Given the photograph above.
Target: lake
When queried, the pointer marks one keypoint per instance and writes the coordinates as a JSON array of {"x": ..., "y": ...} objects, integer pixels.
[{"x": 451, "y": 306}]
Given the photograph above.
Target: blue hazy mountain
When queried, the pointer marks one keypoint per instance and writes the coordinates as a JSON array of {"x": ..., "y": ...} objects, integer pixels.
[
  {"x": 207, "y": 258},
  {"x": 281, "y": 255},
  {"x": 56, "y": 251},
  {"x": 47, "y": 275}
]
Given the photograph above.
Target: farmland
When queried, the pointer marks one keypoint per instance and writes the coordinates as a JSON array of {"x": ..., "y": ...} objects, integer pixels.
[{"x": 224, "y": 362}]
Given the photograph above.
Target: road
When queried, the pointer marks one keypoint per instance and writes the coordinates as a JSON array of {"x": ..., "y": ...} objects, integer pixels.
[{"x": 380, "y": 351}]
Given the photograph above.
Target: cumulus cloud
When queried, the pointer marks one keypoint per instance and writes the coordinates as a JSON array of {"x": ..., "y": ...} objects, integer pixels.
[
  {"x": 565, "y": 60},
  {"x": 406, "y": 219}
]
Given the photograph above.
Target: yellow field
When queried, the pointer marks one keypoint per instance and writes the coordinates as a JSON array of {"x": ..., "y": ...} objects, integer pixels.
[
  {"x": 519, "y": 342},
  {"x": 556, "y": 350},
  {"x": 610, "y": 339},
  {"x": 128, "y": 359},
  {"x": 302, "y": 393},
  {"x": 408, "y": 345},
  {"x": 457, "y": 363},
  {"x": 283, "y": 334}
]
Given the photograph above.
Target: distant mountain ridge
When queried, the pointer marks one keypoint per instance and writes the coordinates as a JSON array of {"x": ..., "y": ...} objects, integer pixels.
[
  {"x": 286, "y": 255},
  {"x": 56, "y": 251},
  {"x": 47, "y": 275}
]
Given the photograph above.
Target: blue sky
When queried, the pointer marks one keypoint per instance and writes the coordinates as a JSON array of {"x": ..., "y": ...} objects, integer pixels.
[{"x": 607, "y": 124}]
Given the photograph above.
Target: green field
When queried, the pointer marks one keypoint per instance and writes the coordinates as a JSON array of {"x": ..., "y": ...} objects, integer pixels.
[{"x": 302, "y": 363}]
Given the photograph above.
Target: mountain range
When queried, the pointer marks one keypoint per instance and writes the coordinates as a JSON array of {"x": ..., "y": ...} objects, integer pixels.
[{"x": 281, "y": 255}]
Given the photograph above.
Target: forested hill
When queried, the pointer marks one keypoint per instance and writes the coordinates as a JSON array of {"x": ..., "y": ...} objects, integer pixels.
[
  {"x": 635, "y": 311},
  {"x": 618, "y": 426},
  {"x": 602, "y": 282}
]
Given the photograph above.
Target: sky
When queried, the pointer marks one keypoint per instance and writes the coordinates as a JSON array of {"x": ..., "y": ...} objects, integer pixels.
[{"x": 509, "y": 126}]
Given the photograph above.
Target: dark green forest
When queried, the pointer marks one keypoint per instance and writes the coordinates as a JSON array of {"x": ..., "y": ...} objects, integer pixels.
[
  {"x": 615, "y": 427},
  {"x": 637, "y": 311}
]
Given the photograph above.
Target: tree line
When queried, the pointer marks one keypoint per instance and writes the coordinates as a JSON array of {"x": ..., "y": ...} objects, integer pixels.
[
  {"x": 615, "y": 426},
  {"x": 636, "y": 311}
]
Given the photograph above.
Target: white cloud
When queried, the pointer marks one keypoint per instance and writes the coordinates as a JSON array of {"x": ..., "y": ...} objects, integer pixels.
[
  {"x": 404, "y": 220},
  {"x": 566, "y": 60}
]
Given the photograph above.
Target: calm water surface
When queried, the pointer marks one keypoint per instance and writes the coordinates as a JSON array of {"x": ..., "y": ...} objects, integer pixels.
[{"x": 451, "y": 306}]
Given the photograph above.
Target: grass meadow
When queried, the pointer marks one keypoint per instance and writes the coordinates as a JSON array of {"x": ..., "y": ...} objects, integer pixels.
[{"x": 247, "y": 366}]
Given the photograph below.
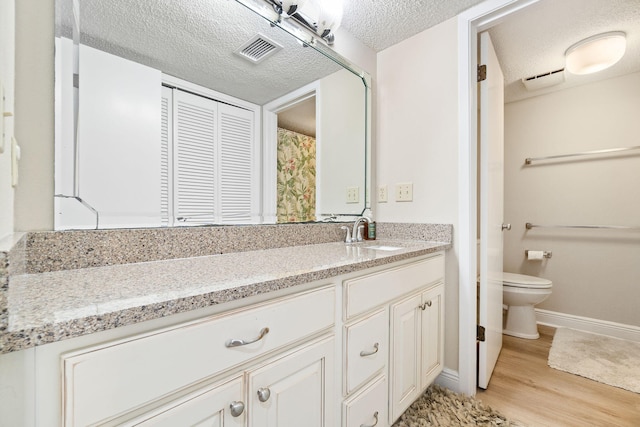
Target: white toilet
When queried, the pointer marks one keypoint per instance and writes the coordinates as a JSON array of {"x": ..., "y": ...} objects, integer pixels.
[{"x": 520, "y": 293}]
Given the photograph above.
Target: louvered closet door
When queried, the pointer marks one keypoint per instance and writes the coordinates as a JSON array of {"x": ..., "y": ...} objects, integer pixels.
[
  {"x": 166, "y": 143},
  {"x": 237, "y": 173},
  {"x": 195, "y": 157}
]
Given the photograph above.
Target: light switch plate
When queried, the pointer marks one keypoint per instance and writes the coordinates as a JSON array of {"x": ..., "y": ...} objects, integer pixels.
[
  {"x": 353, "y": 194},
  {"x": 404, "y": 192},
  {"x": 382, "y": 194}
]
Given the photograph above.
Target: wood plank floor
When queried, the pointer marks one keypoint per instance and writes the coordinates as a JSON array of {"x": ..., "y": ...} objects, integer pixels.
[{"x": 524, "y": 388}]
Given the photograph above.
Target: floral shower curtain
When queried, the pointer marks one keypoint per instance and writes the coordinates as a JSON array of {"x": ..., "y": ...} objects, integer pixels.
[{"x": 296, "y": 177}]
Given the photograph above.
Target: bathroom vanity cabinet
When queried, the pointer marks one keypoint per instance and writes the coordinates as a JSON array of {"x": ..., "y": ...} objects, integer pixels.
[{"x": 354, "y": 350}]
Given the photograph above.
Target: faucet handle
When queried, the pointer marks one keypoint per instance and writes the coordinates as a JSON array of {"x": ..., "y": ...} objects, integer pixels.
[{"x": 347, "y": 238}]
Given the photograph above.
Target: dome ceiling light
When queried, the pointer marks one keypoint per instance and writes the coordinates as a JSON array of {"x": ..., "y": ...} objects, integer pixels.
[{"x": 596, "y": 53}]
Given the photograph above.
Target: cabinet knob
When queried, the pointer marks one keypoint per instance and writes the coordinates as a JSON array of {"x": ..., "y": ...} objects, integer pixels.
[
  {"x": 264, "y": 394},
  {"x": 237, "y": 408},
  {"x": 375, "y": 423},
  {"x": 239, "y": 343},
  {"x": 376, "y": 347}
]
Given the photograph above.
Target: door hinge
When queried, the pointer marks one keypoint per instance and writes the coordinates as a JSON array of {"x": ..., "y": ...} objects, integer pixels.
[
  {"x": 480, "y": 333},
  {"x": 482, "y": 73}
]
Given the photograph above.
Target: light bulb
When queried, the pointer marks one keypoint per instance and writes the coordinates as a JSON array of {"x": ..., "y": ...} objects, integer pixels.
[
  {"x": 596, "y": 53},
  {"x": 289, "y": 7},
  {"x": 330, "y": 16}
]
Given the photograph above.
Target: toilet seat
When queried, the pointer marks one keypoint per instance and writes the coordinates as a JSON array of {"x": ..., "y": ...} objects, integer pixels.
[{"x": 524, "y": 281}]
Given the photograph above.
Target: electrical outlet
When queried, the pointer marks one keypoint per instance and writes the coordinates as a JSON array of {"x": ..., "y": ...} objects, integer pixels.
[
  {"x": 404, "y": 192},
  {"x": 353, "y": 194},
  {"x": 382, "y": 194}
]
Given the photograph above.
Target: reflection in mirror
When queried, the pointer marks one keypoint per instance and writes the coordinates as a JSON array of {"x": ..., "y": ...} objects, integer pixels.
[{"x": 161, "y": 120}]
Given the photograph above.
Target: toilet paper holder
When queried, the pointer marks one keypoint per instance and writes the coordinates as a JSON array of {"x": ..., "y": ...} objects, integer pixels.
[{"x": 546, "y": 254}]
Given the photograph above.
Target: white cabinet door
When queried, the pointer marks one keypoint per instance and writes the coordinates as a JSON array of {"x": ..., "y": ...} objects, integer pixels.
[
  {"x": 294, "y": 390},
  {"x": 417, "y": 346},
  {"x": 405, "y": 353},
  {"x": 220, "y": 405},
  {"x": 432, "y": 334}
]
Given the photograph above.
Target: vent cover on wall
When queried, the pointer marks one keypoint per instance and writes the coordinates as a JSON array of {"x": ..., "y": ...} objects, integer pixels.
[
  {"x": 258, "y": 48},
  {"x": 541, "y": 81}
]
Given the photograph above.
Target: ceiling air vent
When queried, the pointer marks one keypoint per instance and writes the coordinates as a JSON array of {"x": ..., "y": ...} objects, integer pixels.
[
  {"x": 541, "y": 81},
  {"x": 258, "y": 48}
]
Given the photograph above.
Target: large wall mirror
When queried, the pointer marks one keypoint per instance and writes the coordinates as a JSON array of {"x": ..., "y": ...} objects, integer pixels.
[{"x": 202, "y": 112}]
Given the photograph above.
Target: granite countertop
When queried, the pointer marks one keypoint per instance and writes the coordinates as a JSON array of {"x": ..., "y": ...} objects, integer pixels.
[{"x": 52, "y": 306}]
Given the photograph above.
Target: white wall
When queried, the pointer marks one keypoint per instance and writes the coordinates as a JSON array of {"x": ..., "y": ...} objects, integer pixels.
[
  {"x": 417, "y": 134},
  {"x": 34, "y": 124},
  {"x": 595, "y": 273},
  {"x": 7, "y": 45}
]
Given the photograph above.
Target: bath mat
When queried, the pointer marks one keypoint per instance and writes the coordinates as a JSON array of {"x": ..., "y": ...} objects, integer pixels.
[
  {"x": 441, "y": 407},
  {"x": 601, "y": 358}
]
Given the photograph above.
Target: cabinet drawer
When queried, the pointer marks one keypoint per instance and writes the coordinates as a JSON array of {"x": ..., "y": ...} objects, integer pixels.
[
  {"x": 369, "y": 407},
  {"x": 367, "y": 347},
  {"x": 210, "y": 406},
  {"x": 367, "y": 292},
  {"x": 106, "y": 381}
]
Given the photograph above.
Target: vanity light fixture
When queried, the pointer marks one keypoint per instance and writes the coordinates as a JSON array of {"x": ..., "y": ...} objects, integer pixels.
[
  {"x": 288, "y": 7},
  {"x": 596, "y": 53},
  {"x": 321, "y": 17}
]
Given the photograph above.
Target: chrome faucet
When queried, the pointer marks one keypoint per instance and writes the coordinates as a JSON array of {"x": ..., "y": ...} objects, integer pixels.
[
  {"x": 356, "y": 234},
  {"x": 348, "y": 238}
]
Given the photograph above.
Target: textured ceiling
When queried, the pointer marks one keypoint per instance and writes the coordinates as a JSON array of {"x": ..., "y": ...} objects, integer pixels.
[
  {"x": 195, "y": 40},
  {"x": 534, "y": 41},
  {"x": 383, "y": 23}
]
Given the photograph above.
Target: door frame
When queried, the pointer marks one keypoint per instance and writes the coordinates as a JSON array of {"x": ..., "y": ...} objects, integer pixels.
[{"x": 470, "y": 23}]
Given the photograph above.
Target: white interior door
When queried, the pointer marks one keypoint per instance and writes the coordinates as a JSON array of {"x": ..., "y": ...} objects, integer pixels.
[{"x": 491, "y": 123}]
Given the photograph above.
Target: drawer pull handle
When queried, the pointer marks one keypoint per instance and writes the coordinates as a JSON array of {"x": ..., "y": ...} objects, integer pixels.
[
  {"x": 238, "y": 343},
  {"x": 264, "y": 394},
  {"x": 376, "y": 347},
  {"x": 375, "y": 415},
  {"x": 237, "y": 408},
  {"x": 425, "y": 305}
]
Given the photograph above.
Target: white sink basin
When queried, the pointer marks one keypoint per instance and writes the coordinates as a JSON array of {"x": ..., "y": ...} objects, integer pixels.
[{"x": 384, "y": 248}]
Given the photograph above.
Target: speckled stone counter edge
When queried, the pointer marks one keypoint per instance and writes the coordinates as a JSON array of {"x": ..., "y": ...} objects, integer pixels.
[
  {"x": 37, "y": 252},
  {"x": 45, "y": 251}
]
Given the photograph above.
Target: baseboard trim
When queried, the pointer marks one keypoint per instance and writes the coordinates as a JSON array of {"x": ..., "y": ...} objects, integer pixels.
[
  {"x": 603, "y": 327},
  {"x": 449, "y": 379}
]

:::

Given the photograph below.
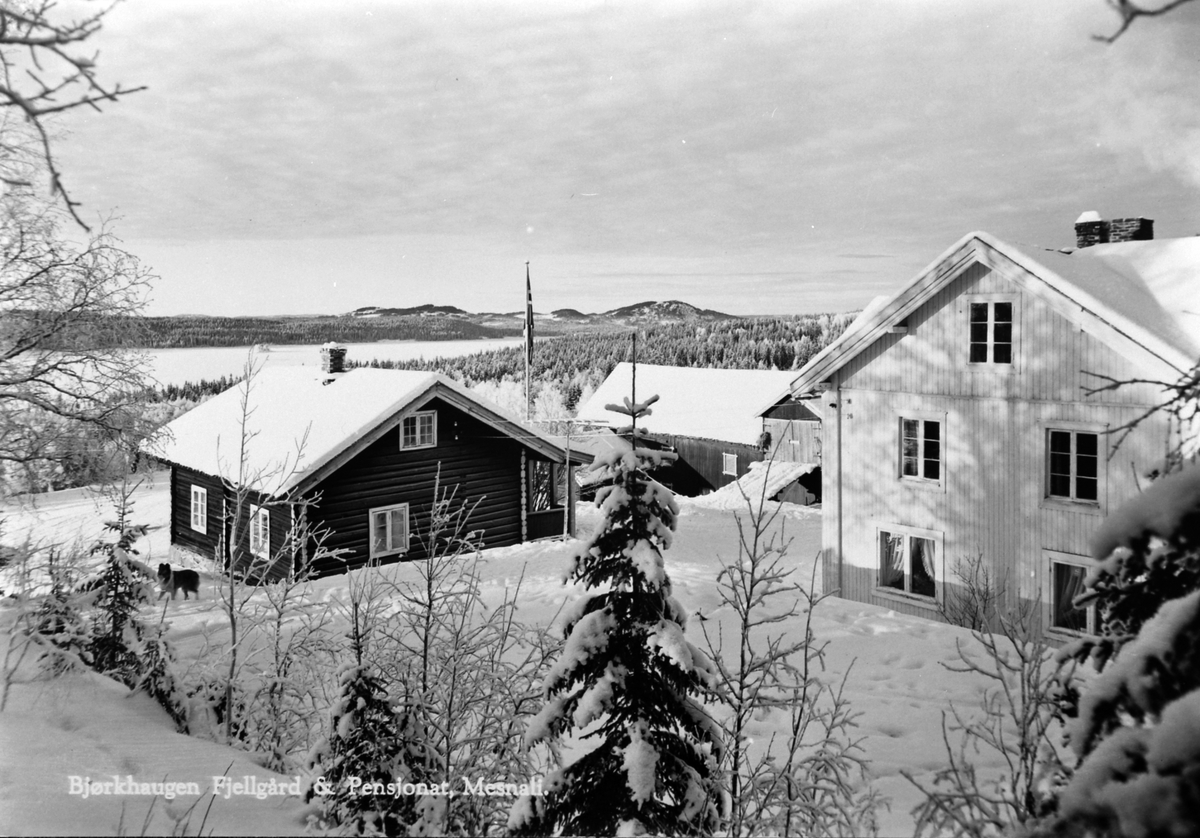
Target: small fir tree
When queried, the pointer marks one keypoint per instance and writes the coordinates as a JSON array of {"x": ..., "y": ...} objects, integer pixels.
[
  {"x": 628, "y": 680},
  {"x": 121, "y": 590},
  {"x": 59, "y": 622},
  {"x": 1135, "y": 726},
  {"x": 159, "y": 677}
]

:::

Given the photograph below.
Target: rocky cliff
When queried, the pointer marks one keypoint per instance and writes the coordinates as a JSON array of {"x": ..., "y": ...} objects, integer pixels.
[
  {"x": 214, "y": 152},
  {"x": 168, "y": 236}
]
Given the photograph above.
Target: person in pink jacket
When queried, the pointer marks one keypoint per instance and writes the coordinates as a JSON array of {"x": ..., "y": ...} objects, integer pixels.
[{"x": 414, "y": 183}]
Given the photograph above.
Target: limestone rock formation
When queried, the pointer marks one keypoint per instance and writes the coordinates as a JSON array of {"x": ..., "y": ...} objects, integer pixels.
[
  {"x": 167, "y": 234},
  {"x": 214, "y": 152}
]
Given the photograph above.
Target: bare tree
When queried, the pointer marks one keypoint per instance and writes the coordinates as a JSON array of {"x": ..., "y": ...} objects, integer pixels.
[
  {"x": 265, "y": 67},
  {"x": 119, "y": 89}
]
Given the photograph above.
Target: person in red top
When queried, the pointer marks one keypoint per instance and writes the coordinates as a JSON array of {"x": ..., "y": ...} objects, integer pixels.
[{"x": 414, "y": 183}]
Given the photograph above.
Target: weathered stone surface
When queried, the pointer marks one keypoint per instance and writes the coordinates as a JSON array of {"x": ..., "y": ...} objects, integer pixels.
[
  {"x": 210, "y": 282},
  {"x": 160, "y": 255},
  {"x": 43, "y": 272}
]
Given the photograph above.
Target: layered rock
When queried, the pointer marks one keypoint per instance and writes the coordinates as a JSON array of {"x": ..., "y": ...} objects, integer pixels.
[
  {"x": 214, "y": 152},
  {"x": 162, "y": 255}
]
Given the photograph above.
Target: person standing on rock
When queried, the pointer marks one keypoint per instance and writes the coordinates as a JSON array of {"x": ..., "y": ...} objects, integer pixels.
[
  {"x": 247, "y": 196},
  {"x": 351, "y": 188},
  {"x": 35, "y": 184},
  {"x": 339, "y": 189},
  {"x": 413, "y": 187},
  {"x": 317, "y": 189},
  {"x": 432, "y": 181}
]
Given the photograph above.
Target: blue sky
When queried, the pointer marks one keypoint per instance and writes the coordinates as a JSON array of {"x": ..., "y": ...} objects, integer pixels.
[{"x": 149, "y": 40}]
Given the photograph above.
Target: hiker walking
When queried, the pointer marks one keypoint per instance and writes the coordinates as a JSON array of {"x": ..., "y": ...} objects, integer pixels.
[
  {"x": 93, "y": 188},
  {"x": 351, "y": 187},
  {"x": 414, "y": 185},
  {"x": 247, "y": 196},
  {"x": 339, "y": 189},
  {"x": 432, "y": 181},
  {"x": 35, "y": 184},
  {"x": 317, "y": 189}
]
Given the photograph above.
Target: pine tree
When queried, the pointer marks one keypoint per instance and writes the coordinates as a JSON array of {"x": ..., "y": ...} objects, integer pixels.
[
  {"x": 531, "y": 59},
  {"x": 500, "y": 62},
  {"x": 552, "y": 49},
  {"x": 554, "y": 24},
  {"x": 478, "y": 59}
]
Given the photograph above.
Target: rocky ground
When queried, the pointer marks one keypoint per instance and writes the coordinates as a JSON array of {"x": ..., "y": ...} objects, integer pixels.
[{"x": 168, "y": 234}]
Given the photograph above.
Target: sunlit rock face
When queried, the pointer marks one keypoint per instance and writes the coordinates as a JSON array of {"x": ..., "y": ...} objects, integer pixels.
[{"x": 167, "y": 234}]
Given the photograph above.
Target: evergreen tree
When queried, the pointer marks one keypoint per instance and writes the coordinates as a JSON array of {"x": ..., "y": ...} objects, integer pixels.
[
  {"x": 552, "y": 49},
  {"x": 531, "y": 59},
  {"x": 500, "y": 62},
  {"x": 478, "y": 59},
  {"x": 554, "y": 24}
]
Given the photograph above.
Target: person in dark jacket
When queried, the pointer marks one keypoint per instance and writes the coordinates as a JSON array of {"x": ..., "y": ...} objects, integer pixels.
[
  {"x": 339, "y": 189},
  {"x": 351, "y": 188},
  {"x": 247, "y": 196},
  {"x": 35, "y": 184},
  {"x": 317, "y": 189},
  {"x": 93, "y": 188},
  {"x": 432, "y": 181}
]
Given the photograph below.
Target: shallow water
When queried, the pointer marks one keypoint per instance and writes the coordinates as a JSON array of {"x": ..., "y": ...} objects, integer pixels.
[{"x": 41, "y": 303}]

:::

- What the task asks:
Please find every line in the entries above that contains the string "field" and copy each of those lines in full.

- Right answer:
Target: yellow field
Target: green field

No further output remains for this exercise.